:: WHAT IS REQUIRED ::
Reproduce the lines of the material exactly, excluding every image.

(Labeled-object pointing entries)
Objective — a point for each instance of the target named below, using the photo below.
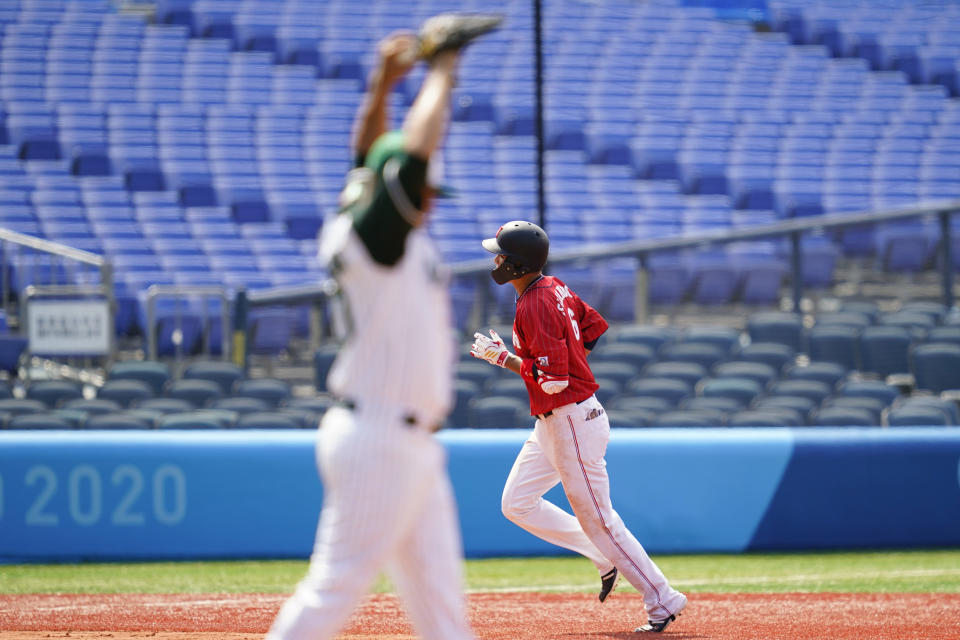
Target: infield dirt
(495, 616)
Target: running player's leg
(522, 503)
(428, 566)
(362, 501)
(579, 447)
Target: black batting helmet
(525, 246)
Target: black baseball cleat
(608, 582)
(658, 626)
(448, 31)
(655, 627)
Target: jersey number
(573, 323)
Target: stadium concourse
(202, 143)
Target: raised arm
(397, 55)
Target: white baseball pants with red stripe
(568, 448)
(388, 505)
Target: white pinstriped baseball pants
(388, 504)
(569, 449)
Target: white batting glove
(490, 349)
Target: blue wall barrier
(242, 494)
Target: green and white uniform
(388, 501)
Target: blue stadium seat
(670, 389)
(690, 418)
(688, 372)
(154, 373)
(777, 327)
(766, 417)
(913, 413)
(637, 355)
(742, 389)
(91, 406)
(53, 393)
(831, 373)
(191, 419)
(272, 391)
(118, 420)
(815, 390)
(838, 344)
(222, 372)
(43, 420)
(125, 392)
(936, 366)
(838, 416)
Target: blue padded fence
(152, 495)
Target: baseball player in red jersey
(553, 331)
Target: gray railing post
(240, 329)
(641, 295)
(946, 255)
(796, 265)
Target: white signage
(68, 327)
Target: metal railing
(46, 270)
(184, 296)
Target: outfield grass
(892, 571)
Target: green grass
(891, 571)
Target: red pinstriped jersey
(550, 328)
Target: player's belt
(408, 418)
(544, 416)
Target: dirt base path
(500, 616)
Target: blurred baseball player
(388, 503)
(553, 331)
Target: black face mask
(507, 271)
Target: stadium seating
(207, 147)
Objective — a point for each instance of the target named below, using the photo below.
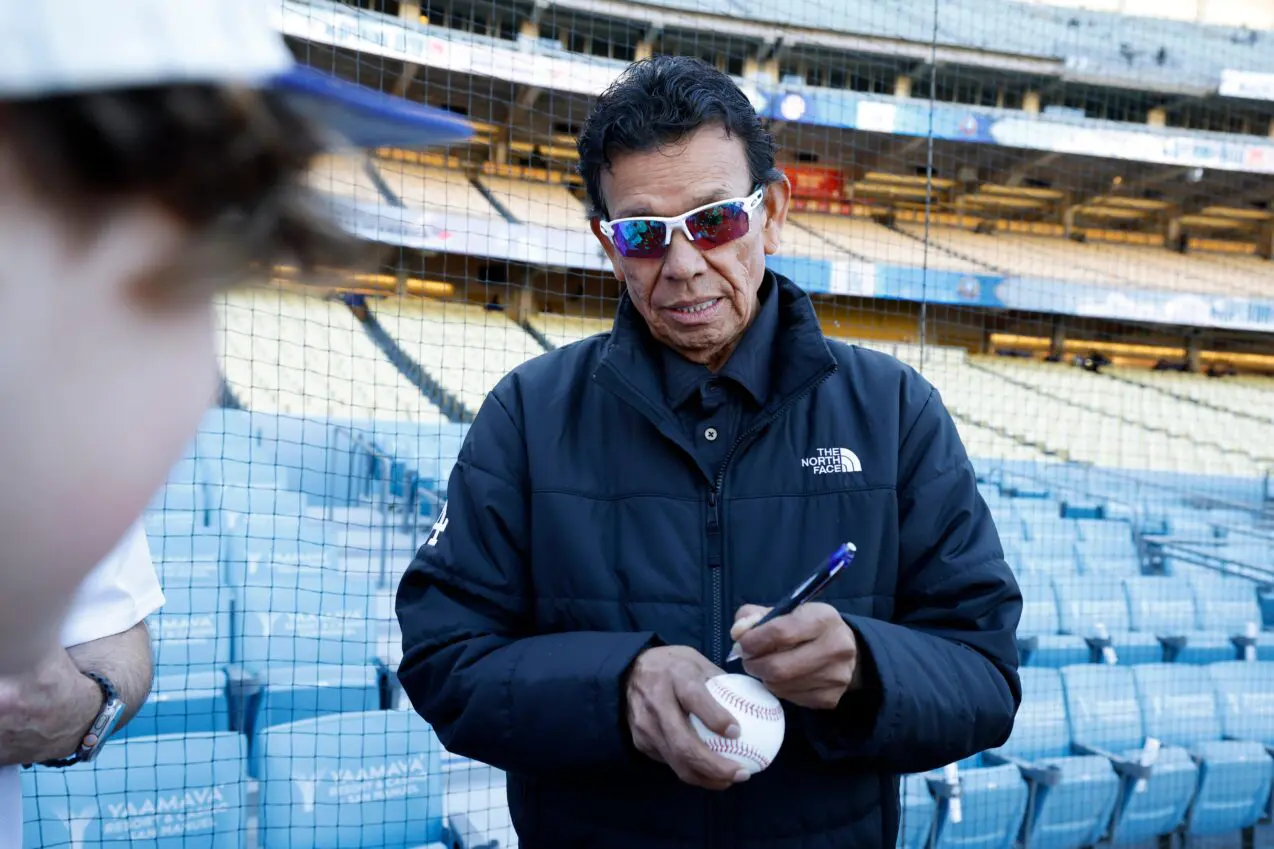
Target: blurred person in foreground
(152, 153)
(621, 505)
(65, 710)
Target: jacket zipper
(716, 558)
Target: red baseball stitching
(751, 708)
(725, 746)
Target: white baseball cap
(50, 47)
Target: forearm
(125, 659)
(45, 715)
(512, 704)
(930, 701)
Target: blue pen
(807, 590)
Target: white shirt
(120, 592)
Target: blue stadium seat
(172, 792)
(182, 704)
(1106, 719)
(289, 543)
(1245, 700)
(1166, 607)
(1093, 530)
(1072, 796)
(1231, 606)
(1047, 557)
(187, 553)
(367, 779)
(306, 650)
(247, 473)
(193, 631)
(1089, 606)
(1115, 556)
(1040, 644)
(1179, 706)
(1050, 529)
(916, 817)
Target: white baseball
(759, 717)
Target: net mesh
(1059, 216)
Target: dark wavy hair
(228, 163)
(659, 101)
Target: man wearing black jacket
(621, 502)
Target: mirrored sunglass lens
(719, 224)
(640, 237)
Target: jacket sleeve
(473, 666)
(940, 678)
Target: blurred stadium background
(1063, 214)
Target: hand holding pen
(803, 650)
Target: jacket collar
(749, 366)
(631, 365)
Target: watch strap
(103, 723)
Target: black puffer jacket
(580, 529)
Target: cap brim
(365, 117)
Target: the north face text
(832, 460)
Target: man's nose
(683, 259)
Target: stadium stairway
(451, 407)
(1246, 402)
(930, 245)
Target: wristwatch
(103, 725)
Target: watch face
(102, 728)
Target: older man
(621, 501)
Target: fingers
(696, 699)
(687, 754)
(807, 622)
(666, 689)
(794, 666)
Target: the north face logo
(832, 460)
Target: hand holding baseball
(665, 687)
(808, 657)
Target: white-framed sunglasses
(710, 226)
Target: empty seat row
(1140, 620)
(357, 779)
(1111, 754)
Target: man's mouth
(693, 309)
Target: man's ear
(595, 223)
(777, 199)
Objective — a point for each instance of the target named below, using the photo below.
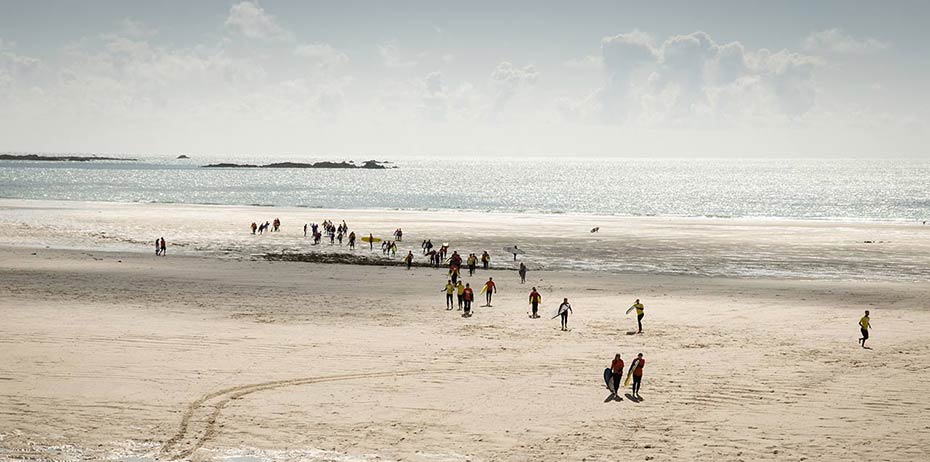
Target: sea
(848, 190)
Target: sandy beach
(213, 353)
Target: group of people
(634, 374)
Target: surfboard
(629, 376)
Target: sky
(743, 79)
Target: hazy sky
(346, 78)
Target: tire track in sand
(198, 423)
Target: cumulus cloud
(323, 55)
(252, 21)
(838, 42)
(507, 80)
(585, 62)
(693, 79)
(392, 56)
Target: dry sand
(122, 355)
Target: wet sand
(116, 354)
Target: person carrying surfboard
(460, 289)
(449, 290)
(864, 326)
(468, 296)
(640, 312)
(489, 289)
(564, 309)
(535, 300)
(616, 369)
(636, 372)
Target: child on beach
(864, 326)
(489, 289)
(564, 309)
(449, 290)
(468, 296)
(535, 299)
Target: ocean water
(859, 190)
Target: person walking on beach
(488, 289)
(467, 296)
(636, 370)
(616, 373)
(564, 309)
(449, 290)
(535, 300)
(640, 312)
(864, 326)
(460, 293)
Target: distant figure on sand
(460, 291)
(535, 300)
(468, 296)
(864, 326)
(449, 290)
(488, 289)
(564, 309)
(640, 312)
(636, 370)
(616, 373)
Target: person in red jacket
(636, 370)
(468, 296)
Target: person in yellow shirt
(864, 326)
(449, 290)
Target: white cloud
(585, 62)
(507, 80)
(323, 55)
(392, 56)
(691, 79)
(132, 28)
(251, 20)
(839, 42)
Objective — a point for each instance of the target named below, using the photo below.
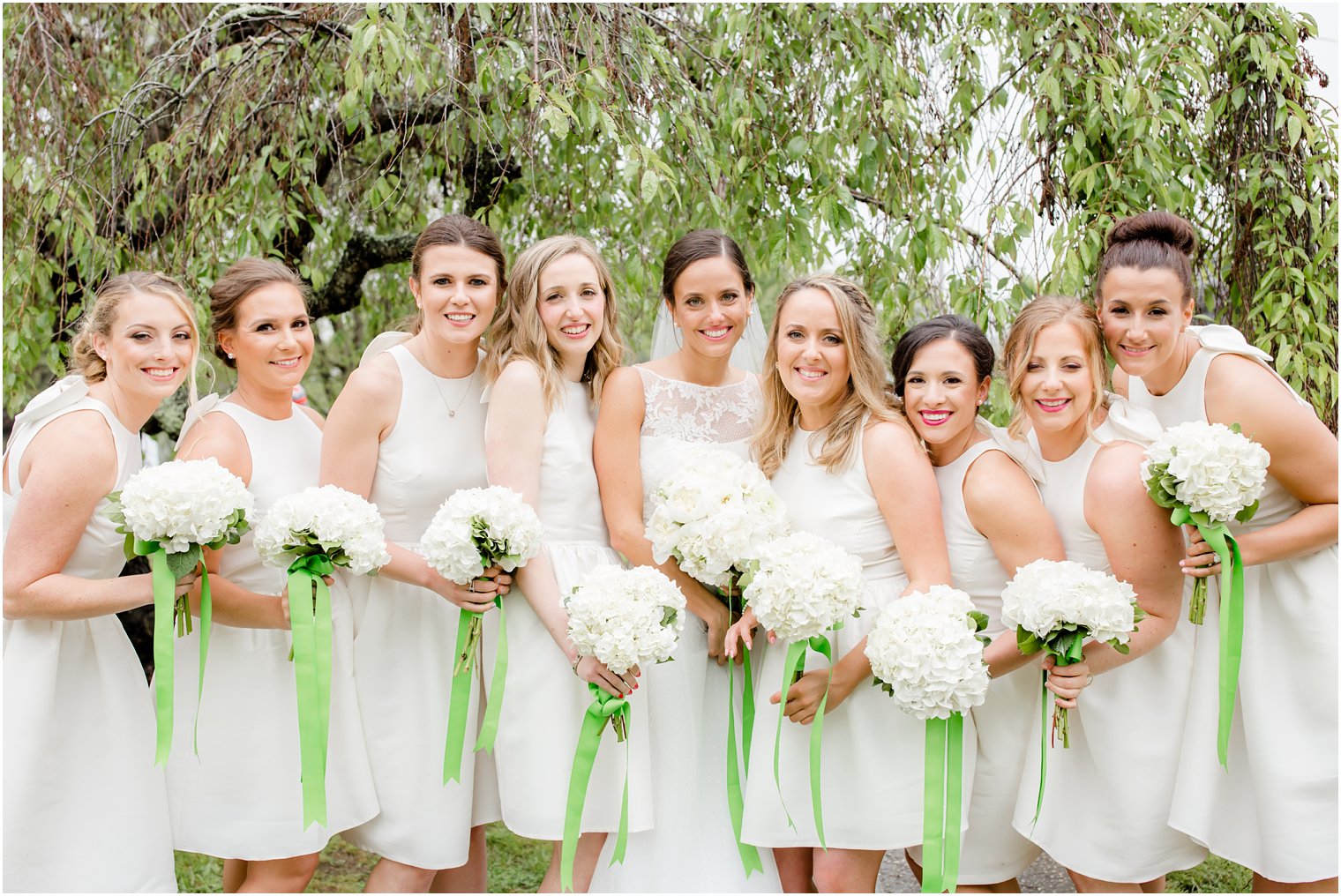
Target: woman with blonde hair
(242, 797)
(1274, 808)
(85, 808)
(1093, 489)
(547, 361)
(407, 432)
(848, 467)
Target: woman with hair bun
(1274, 809)
(1105, 808)
(849, 468)
(242, 797)
(995, 522)
(85, 808)
(407, 432)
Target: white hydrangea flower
(1206, 467)
(714, 515)
(324, 519)
(1049, 594)
(925, 651)
(804, 586)
(626, 617)
(482, 527)
(184, 504)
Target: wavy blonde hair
(520, 332)
(98, 318)
(866, 393)
(1045, 311)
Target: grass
(516, 865)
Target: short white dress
(544, 703)
(1106, 803)
(242, 797)
(992, 849)
(691, 847)
(1276, 808)
(872, 759)
(85, 808)
(405, 636)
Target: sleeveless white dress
(691, 847)
(405, 636)
(1276, 808)
(85, 808)
(1121, 765)
(243, 797)
(992, 849)
(544, 703)
(872, 761)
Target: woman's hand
(1201, 560)
(804, 697)
(475, 596)
(1067, 682)
(597, 672)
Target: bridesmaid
(1120, 767)
(994, 522)
(407, 432)
(1276, 808)
(85, 808)
(242, 798)
(549, 357)
(848, 467)
(649, 414)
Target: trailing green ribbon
(603, 708)
(791, 667)
(310, 623)
(735, 792)
(943, 803)
(1232, 620)
(494, 705)
(167, 617)
(458, 707)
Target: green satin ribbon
(791, 666)
(603, 708)
(310, 623)
(943, 798)
(165, 620)
(1232, 621)
(735, 790)
(458, 707)
(494, 705)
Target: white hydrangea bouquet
(623, 617)
(804, 586)
(474, 530)
(1207, 474)
(309, 534)
(927, 652)
(1057, 605)
(712, 517)
(169, 514)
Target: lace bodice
(678, 414)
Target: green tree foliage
(949, 156)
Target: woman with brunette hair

:: FULL RESPONSE ::
Objective — a point for each instance of the target named below, using the photo below.
Target: infield dirt
(495, 616)
Target: running player's leg
(522, 503)
(428, 566)
(362, 501)
(579, 447)
Target: black batting helmet
(525, 246)
Target: black baseball cleat
(608, 582)
(658, 626)
(448, 31)
(655, 627)
Target: jersey number
(573, 323)
Target: stadium concourse
(202, 143)
Target: raised arm
(397, 55)
Target: white baseball pants with red stripe
(568, 448)
(388, 505)
Target: white pinstriped baseball pants
(388, 504)
(569, 449)
Target: white batting glove
(490, 349)
Target: blue wall barrier
(242, 494)
Target: green and white uniform
(388, 501)
Target: blue stadium seat
(670, 389)
(690, 418)
(688, 372)
(154, 373)
(777, 327)
(766, 417)
(913, 413)
(637, 355)
(742, 389)
(91, 406)
(53, 393)
(831, 373)
(191, 419)
(272, 391)
(118, 420)
(815, 390)
(838, 344)
(222, 372)
(43, 420)
(125, 392)
(936, 366)
(838, 416)
Target: blue padded fence
(152, 495)
Target: baseball player in red jersey
(553, 331)
Target: gray railing post
(240, 329)
(641, 295)
(946, 255)
(796, 265)
Target: white signage
(68, 327)
Target: metal railing
(46, 270)
(184, 296)
Target: outfield grass
(892, 571)
Target: green grass
(891, 571)
Target: red pinstriped jersey
(550, 328)
Target: player's belt
(408, 418)
(544, 416)
Target: dirt base path
(500, 616)
Target: blurred baseball player
(388, 503)
(553, 331)
Target: black face mask
(507, 271)
Target: stadium seating
(207, 147)
Objective — a point for each instance of the target named below, using the photo below.
Target: blurred person in foreground
(152, 153)
(621, 505)
(65, 710)
Target: jacket zipper
(716, 558)
Target: red baseball stitching
(751, 708)
(725, 746)
Target: white baseball cap
(50, 47)
Target: forearm
(125, 659)
(45, 715)
(512, 704)
(930, 701)
Target: blue pen
(807, 590)
Target: white shirt
(120, 592)
Target: blue stadium seat
(172, 792)
(182, 704)
(1106, 719)
(289, 543)
(1245, 700)
(1166, 607)
(1093, 530)
(1072, 796)
(1231, 606)
(1047, 557)
(187, 553)
(367, 779)
(306, 650)
(247, 473)
(193, 631)
(1089, 606)
(1115, 556)
(1040, 644)
(1179, 706)
(1050, 529)
(916, 817)
Target: white baseball
(759, 717)
Target: net mesh
(1059, 216)
Target: dark wavy hair
(228, 163)
(659, 101)
Target: man wearing black jacket
(621, 502)
Target: mirrored sunglass lens
(719, 224)
(640, 237)
Target: jacket sleeve
(473, 666)
(940, 678)
Target: blurred stadium background
(1063, 214)
Target: hand holding pen
(803, 650)
Target: jacket collar
(749, 366)
(631, 365)
Target: watch strap
(103, 723)
Target: black puffer jacket
(580, 529)
Target: cap brim
(365, 117)
Target: the north face text
(832, 460)
Target: man's nose
(683, 259)
Target: stadium stairway
(451, 407)
(1246, 402)
(930, 245)
Target: wristwatch
(103, 725)
Target: watch face
(102, 728)
Target: older man
(621, 501)
Target: fingers
(696, 699)
(687, 754)
(807, 622)
(666, 689)
(794, 666)
Target: the north face logo
(832, 460)
Target: hand holding baseball
(665, 687)
(808, 657)
Target: white-framed sunglasses
(710, 226)
Target: empty seat row
(1140, 620)
(357, 779)
(1111, 754)
Target: man's mouth
(693, 309)
Target: man's ear
(595, 223)
(777, 199)
Objective — a point for each instance of the target named below, using the photo below.
Target: sea
(848, 190)
Target: sandy beach
(213, 353)
Target: group of people
(634, 374)
Target: surfboard
(629, 376)
Target: sky
(743, 79)
Target: hazy sky
(346, 78)
Target: tire track in sand
(198, 423)
Target: cumulus cloud
(323, 55)
(252, 21)
(838, 42)
(507, 80)
(585, 62)
(693, 79)
(392, 56)
Target: dry sand
(122, 355)
Target: wet sand
(116, 354)
Target: person carrying surfboard
(460, 289)
(449, 290)
(864, 326)
(468, 296)
(640, 312)
(489, 289)
(564, 309)
(535, 300)
(616, 369)
(636, 372)
Target: child on beach
(864, 326)
(489, 289)
(564, 309)
(449, 290)
(468, 296)
(535, 299)
Target: ocean water
(859, 190)
Target: person walking on beach
(488, 289)
(467, 296)
(636, 370)
(616, 373)
(564, 309)
(449, 290)
(535, 300)
(640, 312)
(864, 326)
(460, 293)
Target: distant figure on sand
(460, 291)
(535, 300)
(468, 296)
(864, 326)
(449, 290)
(488, 289)
(564, 309)
(640, 312)
(636, 370)
(616, 373)
Target: person in red jacket
(636, 370)
(468, 296)
Target: person in yellow shirt
(864, 326)
(449, 290)
Target: white cloud
(585, 62)
(507, 80)
(323, 55)
(392, 56)
(691, 79)
(132, 28)
(251, 20)
(839, 42)
Objective — a point for each instance of the target named below, using the photo below.
Target: woman with blonde hair
(242, 797)
(1274, 808)
(85, 808)
(1093, 489)
(547, 361)
(407, 432)
(848, 467)
Target: woman with hair bun
(1274, 809)
(1105, 808)
(849, 468)
(242, 797)
(995, 522)
(85, 808)
(407, 432)
Target: white hydrangea flower
(1206, 467)
(714, 515)
(324, 519)
(1049, 594)
(925, 651)
(804, 586)
(626, 617)
(482, 527)
(184, 504)
Target: wavy blonde hair
(520, 332)
(98, 318)
(866, 393)
(1045, 311)
Target: grass
(516, 865)
Target: short white dress
(544, 703)
(1106, 803)
(242, 797)
(992, 849)
(691, 847)
(1276, 808)
(872, 759)
(85, 808)
(405, 636)
Target: sleeveless white dress
(691, 847)
(405, 636)
(1276, 808)
(85, 808)
(1121, 765)
(243, 797)
(992, 849)
(544, 703)
(872, 761)
Target: woman's hand
(1201, 560)
(804, 697)
(475, 596)
(1067, 682)
(597, 672)
Target: bridesmaid
(1120, 767)
(994, 522)
(407, 432)
(1276, 808)
(85, 808)
(242, 798)
(549, 357)
(848, 467)
(649, 414)
Target: trailing green ribbon
(603, 708)
(791, 667)
(310, 623)
(735, 792)
(943, 803)
(1232, 620)
(494, 705)
(167, 617)
(458, 707)
Target: green satin ribbon
(791, 666)
(603, 708)
(310, 623)
(943, 798)
(165, 620)
(1232, 621)
(735, 790)
(458, 707)
(494, 705)
Target: white hydrangea bouquet
(623, 617)
(804, 586)
(474, 530)
(1207, 474)
(309, 534)
(927, 652)
(1057, 605)
(712, 517)
(169, 514)
Target: lace bodice
(678, 414)
Target: green tree foliage
(949, 156)
Target: woman with brunette hair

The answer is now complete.